[Records contained in a dataset]
· · ·

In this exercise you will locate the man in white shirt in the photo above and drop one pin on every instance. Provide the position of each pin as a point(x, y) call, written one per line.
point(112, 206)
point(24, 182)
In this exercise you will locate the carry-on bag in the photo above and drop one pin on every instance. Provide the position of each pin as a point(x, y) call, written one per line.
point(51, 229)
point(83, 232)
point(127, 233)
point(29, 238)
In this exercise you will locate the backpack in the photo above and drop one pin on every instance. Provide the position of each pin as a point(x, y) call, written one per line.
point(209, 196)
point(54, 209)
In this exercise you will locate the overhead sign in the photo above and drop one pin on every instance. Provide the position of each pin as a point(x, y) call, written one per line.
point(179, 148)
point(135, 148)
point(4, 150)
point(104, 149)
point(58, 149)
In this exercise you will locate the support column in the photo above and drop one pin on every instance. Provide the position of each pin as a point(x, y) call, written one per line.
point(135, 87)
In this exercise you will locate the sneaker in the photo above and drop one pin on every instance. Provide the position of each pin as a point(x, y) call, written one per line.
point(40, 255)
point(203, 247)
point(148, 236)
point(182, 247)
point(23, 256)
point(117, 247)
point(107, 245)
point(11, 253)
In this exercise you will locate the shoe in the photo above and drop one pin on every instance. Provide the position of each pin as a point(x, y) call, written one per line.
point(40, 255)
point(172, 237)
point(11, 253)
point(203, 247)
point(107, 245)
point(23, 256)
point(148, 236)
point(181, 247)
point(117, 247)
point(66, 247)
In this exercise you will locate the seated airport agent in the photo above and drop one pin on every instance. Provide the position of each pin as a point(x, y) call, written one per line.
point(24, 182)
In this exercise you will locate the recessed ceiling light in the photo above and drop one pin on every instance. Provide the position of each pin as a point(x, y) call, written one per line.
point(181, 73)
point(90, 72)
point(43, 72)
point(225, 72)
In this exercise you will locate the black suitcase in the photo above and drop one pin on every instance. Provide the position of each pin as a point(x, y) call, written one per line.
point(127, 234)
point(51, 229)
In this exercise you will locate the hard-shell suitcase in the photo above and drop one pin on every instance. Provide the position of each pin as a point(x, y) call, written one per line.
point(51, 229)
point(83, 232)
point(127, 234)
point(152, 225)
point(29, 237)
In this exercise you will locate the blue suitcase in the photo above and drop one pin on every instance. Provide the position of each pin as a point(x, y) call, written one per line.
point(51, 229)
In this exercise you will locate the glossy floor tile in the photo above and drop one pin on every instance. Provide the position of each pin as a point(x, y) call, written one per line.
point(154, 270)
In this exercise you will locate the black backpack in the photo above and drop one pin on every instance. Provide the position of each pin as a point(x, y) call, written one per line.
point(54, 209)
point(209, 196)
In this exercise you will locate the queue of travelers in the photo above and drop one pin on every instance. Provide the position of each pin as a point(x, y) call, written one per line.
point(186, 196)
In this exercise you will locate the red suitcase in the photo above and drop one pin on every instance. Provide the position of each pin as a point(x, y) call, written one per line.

· · ·

Instruction: Copy every item above word for word, keeping each line as it is.

Task output:
In this exercise you will locate the man in white shirt in the photo above and drop one pin on every instance. Provide the position of each pin as a point(x, y) call, written one per line.
point(112, 206)
point(24, 182)
In this exercise you will locate the carry-on bag in the photo above and drop one pin on every instance. Provide the position of each pin as a point(x, y) call, written one per line.
point(51, 229)
point(83, 232)
point(127, 233)
point(29, 238)
In this exercise you will locate the backpack in the photo above and drop one pin on every instance. Provide the position of each pin as a point(x, y) call, written one per line.
point(209, 196)
point(54, 209)
In this exercise you will locate the overhead sign in the photo above and drop one pin on every instance. Provide the position of each pin as a point(x, y) call, written one per line.
point(179, 148)
point(135, 148)
point(4, 150)
point(104, 149)
point(58, 149)
In this exercise you will locate the support column in the photo above and drop one pin on every instance. Provide the position of each pin as a point(x, y) call, written one per line.
point(135, 87)
In this exercise you will locate the sneaker in the photo above and drop one pin on every instance. Provide the position of each pin as a point(x, y) call, written one per line.
point(40, 255)
point(203, 247)
point(148, 236)
point(182, 247)
point(23, 256)
point(117, 247)
point(107, 245)
point(11, 253)
In this exercise you will locate the shoe in the photo above and drop one pin on every instance. Provide the position of each pin as a point(x, y) call, written one per line.
point(40, 255)
point(172, 237)
point(11, 253)
point(203, 247)
point(107, 245)
point(23, 256)
point(148, 236)
point(181, 247)
point(117, 247)
point(66, 247)
In this exercise you will locate the seated airport agent in the photo above and drop one pin on every instance. Provide the position of each pin as a point(x, y) call, written one per line.
point(24, 182)
In this exercise you will locate the recessed ceiling light in the photo above and drop one pin on every instance. Provide the position of each pin as a point(x, y) call, written one per line.
point(181, 73)
point(90, 72)
point(43, 72)
point(225, 72)
In this exercise you will locate the black suitcase in the photo above and drop one pin on every instance. Provide the position of each pin as a point(x, y) call, written one per line.
point(127, 234)
point(51, 229)
In this exercise you will locate the hard-shell suitcase in the photo above and drop one pin on every instance. Provide the position of each pin as a point(x, y) call, written one per line.
point(51, 229)
point(83, 232)
point(127, 234)
point(152, 225)
point(29, 237)
In this exercise you will locate the blue suitcase in the photo above and drop one pin on every instance. Provide the position of each pin as a point(x, y) call, written one per line.
point(51, 229)
In this exercise you will locate the glossy floor tile in the photo above and drop one pin on every instance. Provide the position of each pin as a point(x, y) call, written one per line.
point(154, 270)
In this exercise you will locate the black backpack in the photo above and drop one pin on every instance. Provide the position of each pin as a point(x, y) call, written one per line.
point(54, 209)
point(209, 196)
In this exercise you will locate the queue of travelers in the photo above and drop one pin on every instance. Provide the position of each pin as a point(x, y) call, written one per line.
point(186, 196)
In this exercise you will locate the red suitcase in the photo above and drop one pin on every instance. Provide the position of each pin as a point(x, y) call, written one per line.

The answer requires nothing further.